Rolly may trigger storm surges, lahar
A wave crashes into a seashore gazebo in Real, Quezon yesterday. The province has been placed on red alert as it braces for strong winds and intense rains from Typhoon Rolly.
Ernie Peñaredondo
Rolly may trigger storm surges, lahar
Romina Cabrera (The Philippine Star) - November 1, 2020 - 12:00am

1 million evacuated as world’s strongest typhoon this year approaches

MANILA, Philippines — Storm surges as high as 10 feet are expected in the country’s east coast as Typhoon Rolly the world’s most powerful this year threatens to unleash its fury on Luzon, including Metro Manila, beginning tonight.

Heavy rains are expected to inundate many parts of Luzon, particularly the Bicol region, and trigger volcanic flow.

“It looks like we will have really strong winds, increasing the chances of widespread flooding and landslides,” Mark Timbal, spokesman for the National Disaster Risk Reduction and Management Council, told ABS-CBN.

“Storm surges are imminent on our east coast. We are monitoring Mayon and Taal volcanos for possible volcanic mud flows,” he added.

Authorities yesterday ramped up preparations in the Bicol region, marshaling rescue vehicles, emergency response teams and relief goods ahead of the typhoon.

“Violent winds and intense rainfall” are expected that could trigger flooding and landslides in the region of more than 20 million people,
 according to the Philippine Atmospheric Geophysical and Astronomical Services Administration (PAGASA).

In an advisory released Friday night, the Philippine Institute of Volcanology and Seismology (Phivolcs) said high-volume rainfall is expected to generate volcanic sediment flows or lahar from Mayon, Taal and Pinatubo.

PAGASA said Rolly (international name Goni) will likely remain in the typhoon category as it carries maximum sustained winds of 215 kilometers per hour at the center and gustiness of up to 265 kph.

Tropical cyclone warning signal number 3 was raised in the areas of Catanduanes, the northeastern portion of Camaries Sur and the northeastern portion of Albay.

Signal numbers 3 and 4, the highest alert level, mean that the wind could pose heavy damage to high-risk structures and could cause widespread disruption of electrical power and communication services.

With winds of up to 121-170 kph, large trees could be broken and this will cause widespread damage to agriculture, such as banana, coconuts, corn and rice crops.

**DATA SECTION**
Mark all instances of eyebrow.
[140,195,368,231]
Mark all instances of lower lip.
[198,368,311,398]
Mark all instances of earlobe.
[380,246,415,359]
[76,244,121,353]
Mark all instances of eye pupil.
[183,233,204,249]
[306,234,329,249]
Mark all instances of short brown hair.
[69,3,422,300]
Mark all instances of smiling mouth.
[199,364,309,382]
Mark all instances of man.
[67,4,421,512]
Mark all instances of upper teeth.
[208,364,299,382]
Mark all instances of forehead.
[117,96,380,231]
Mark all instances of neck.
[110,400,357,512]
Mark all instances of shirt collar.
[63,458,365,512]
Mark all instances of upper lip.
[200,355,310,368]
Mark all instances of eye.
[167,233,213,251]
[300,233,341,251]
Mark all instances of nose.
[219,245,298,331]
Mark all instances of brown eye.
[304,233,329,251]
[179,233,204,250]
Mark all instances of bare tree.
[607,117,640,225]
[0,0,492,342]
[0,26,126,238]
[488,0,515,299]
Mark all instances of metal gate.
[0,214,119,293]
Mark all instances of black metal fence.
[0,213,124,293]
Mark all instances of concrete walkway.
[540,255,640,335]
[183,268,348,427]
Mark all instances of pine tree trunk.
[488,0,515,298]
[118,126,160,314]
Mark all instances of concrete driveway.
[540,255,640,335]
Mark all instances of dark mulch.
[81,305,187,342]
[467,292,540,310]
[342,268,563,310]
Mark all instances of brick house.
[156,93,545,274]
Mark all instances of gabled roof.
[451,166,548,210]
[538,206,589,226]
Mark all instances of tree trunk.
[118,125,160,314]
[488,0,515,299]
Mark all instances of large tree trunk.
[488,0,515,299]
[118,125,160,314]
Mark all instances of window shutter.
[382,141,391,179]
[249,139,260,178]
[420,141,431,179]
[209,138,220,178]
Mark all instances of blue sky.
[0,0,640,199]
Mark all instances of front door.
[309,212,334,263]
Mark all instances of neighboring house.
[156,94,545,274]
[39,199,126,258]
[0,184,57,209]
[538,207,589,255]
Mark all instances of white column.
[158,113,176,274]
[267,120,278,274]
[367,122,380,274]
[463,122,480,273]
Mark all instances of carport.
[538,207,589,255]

**TASK ITEM A**
Please write out the part of the Typhoon Rolly article that runs from "Authorities yesterday ramped" to "Taal and Pinatubo.", copying it word for word.
**TASK ITEM B**
Resume the news report on Typhoon Rolly right after its final sentence and carry it further.

**EXPECTED ANSWER A**
Authorities yesterday ramped up preparations in the Bicol region, marshaling rescue vehicles, emergency response teams and relief goods ahead of the typhoon.

“Violent winds and intense rainfall” are expected that could trigger flooding and landslides in the region of more than 20 million people,
 according to the Philippine Atmospheric Geophysical and Astronomical Services Administration (PAGASA).

In an advisory released Friday night, the Philippine Institute of Volcanology and Seismology (Phivolcs) said high-volume rainfall is expected to generate volcanic sediment flows or lahar from Mayon, Taal and Pinatubo.

**EXPECTED ANSWER B**
‘Super typhoon?’

PAGASA said the typhoon would be considered a super typhoon if it reached maximum sustained winds of at least 220 kph based on the average of 10-minute intervals.

The eye of the typhoon was located 345 km east of Virac, Catanduanes at 4 p.m. yesterday and was moving westward at 25 kph.

It was expected to make landfall in Catanduanes today between 4 and 6 a.m., and then Camarines at around 6 to 8 a.m. It will get to mainland Quezon by afternoon through evening.

Rolly will cross Southern Luzon and Metro Manila as it is forecast to exit the Philippines by tomorrow morning.

Phivolcs, meanwhile, said Rolly could generate post-eruption lahar from Mayon Volcano in Albay and streamflows may occur along Miisi, Binaan, Anoling, Quirangay, Maninila, Masarawag, Muladbucad, Nasisi, Mabinit, Matan-ag and Basud Channels.

For Pinatubo, lahar is likely to flow into the upper to middle reaches of the Sto. Tomas-Marella and Bucao River systems.

It may also send muddy streamflows and floods and affect communities of San Marcelino, San Narciso, San Felipe and Botolan, Zambales, as well as along the O’Donnell and Pasig-Potrero River systems.

Muddy streamflow and muddy runoff around Taal Volcano, particularly on the slopes west of Taal Lake, could affect communities in Agoncillo and Laurel, Batangas.

Rolly is the strongest typhoon to hit the Philippines this year. The deadliest storm on record was Super Typhoon Yolanda (Haiyan), which unleashed giant waves on Tacloban City and left more than 7,300 people dead or missing in 2013.

Authorities ordered yesterday the evacuation of thousands of residents in many parts of Luzon as the category 5 typhoon made its way to land.

1 M evacuated

The National Disaster Risk Reduction Management Council (NDRRMC) said almost a million individuals have been evacuated, mostly in Bicol, ahead of Rolly’s onslaught.

Office of Civil Defense chief Ricardo Jalad said that in Albay alone, an estimated 794,000 individuals were evacuated.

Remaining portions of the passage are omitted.